◆ EXTRACTED MATERIAL:

------------------------------------------------

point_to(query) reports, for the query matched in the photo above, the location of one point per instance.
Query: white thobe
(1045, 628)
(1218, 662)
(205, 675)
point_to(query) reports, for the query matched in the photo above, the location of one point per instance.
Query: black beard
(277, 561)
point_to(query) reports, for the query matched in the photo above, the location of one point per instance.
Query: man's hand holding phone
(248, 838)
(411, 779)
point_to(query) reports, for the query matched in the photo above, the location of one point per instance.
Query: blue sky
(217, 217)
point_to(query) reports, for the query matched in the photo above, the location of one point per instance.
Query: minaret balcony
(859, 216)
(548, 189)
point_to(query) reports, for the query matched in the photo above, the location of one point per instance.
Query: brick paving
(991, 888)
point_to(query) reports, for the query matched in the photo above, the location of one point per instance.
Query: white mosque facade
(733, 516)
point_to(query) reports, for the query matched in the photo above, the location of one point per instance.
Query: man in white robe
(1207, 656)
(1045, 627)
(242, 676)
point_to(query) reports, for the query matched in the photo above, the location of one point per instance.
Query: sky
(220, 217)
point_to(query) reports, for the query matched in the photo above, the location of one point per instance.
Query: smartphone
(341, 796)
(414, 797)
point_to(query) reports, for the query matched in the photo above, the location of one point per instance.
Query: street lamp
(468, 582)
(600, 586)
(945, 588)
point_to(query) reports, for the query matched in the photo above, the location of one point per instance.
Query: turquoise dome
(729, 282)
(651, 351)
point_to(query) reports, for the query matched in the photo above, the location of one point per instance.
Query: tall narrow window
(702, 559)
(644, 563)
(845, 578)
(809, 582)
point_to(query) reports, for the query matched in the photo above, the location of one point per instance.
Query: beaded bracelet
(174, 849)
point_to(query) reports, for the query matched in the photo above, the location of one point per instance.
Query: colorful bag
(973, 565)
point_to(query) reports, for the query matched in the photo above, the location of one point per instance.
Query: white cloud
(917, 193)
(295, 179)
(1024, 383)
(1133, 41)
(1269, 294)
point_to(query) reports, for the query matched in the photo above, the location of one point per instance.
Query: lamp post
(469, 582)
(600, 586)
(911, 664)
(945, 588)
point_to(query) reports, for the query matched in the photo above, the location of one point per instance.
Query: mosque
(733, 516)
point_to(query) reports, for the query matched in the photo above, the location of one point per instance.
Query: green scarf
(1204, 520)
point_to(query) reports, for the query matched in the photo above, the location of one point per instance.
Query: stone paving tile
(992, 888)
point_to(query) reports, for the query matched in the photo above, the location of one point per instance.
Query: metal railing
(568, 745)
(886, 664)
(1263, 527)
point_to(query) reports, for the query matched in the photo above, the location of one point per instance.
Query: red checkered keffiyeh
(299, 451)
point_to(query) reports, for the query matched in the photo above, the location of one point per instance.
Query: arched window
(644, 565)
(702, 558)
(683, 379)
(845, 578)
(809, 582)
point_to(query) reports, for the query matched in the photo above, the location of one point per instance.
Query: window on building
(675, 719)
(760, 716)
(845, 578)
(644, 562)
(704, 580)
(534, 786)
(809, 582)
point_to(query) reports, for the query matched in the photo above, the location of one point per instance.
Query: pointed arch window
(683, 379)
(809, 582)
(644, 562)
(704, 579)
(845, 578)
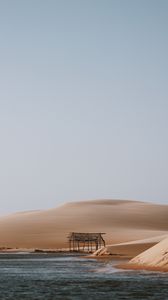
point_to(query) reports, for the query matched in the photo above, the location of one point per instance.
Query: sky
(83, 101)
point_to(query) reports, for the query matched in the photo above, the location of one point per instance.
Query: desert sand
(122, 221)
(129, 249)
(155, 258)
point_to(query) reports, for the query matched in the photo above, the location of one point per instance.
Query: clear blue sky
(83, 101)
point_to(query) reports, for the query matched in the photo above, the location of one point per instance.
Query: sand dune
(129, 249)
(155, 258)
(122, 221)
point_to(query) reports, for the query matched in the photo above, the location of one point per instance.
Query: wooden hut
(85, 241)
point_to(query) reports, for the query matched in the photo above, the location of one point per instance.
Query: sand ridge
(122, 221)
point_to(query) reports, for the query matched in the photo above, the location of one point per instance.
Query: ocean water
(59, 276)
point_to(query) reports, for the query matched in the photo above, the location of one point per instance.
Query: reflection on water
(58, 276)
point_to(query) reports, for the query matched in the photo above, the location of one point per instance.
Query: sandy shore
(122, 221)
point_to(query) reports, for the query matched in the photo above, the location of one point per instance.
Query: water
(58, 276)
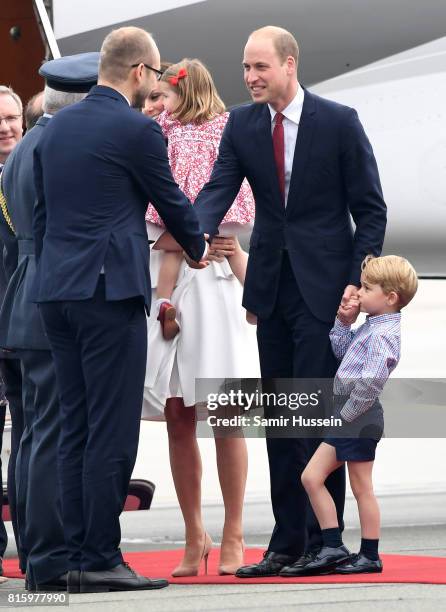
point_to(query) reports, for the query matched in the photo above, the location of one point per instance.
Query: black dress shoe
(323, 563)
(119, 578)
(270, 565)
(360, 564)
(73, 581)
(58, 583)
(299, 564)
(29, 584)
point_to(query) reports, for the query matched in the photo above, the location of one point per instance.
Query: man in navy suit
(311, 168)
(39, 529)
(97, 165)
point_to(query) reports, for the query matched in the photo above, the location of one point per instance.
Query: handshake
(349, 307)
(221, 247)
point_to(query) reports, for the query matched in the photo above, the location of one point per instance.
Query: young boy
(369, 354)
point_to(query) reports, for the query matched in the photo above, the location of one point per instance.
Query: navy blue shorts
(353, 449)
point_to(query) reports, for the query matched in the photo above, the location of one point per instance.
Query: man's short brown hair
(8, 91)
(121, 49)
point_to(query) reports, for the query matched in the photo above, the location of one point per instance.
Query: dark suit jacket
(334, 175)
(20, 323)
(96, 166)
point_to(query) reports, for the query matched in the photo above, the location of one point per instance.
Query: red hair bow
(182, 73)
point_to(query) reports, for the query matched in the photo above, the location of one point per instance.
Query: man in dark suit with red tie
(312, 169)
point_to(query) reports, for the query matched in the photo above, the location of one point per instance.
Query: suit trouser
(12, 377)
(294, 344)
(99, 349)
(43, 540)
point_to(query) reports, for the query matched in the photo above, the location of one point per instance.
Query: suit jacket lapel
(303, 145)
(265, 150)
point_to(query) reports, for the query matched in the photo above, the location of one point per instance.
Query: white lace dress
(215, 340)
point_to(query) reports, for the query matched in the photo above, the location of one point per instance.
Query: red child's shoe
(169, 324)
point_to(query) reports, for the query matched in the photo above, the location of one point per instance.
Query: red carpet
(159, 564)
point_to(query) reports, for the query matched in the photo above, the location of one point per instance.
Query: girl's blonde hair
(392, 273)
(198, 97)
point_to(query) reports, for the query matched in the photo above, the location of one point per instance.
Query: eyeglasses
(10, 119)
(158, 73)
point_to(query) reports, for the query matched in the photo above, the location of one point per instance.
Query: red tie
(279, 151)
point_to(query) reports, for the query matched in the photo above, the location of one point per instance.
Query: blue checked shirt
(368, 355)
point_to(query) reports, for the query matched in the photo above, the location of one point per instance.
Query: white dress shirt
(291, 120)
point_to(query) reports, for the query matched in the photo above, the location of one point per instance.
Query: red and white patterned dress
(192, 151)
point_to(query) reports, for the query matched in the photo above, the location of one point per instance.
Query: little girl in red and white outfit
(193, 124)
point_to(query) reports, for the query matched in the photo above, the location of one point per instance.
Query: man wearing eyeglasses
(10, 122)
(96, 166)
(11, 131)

------------------------------------------------

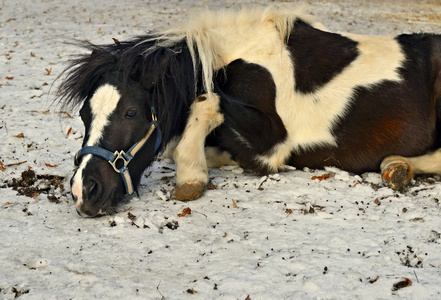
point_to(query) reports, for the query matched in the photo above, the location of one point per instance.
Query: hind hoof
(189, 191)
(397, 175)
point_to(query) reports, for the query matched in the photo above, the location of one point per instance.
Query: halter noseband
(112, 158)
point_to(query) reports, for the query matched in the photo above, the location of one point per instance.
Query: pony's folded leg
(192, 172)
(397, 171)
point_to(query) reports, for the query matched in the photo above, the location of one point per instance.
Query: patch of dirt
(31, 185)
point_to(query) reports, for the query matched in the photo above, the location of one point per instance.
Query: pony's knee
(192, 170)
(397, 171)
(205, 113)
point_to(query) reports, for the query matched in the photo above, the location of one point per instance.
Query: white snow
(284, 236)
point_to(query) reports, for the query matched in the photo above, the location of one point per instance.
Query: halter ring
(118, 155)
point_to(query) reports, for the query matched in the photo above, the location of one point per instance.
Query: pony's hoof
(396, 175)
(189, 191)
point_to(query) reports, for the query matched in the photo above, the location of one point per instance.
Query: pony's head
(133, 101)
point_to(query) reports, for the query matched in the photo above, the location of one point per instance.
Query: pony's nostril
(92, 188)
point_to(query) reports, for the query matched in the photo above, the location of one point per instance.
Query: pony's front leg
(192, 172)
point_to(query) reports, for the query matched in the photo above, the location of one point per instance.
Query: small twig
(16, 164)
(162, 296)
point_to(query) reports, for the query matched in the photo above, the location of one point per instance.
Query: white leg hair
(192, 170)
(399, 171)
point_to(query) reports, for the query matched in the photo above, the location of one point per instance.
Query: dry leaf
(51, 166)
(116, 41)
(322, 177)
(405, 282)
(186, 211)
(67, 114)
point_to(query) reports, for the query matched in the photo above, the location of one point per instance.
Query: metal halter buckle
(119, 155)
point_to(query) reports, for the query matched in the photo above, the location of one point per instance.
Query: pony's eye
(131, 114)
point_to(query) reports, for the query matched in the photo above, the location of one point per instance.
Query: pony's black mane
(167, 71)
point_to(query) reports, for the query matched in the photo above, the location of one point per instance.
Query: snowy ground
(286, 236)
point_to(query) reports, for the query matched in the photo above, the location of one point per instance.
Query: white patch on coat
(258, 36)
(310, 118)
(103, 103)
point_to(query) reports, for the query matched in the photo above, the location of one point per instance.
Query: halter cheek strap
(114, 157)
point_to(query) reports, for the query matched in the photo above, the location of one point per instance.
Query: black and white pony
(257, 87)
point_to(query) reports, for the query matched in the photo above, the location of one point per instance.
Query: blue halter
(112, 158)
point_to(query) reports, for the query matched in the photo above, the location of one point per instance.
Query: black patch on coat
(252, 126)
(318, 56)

------------------------------------------------

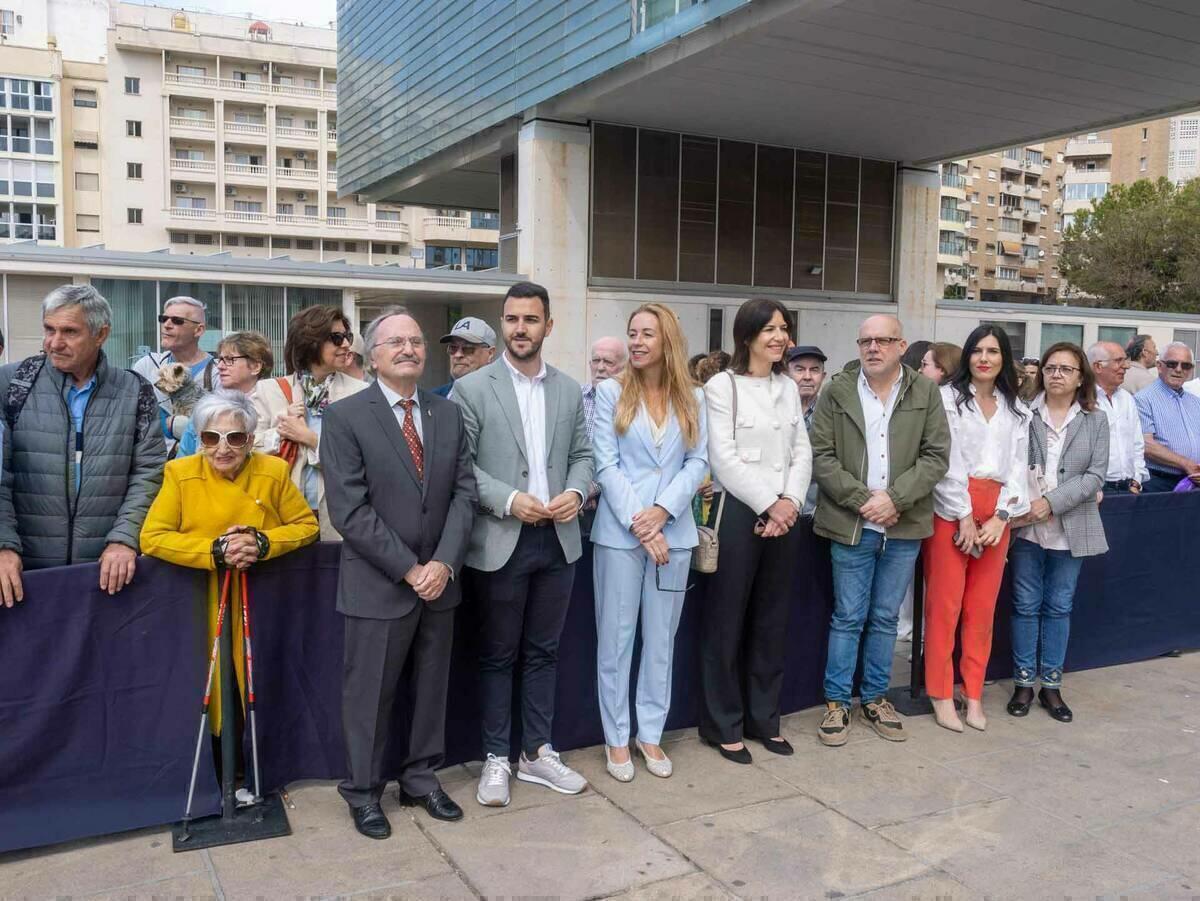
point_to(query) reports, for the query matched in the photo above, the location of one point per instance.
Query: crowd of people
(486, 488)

------------------------------------------------

◆ PROBLEM REQUIREMENTS:
Report every line of the entries above that contains the string "pony", copying each such line in full. Case counts.

◆ RESPONSE TO THE TASK:
Query: pony's folded leg
Query: pony's knee
Query: pony's hoof
Query: pony's head
Query: pony's nostril
Query: pony's front leg
Query: pony's eye
Query: pony's black mane
Query: black and white pony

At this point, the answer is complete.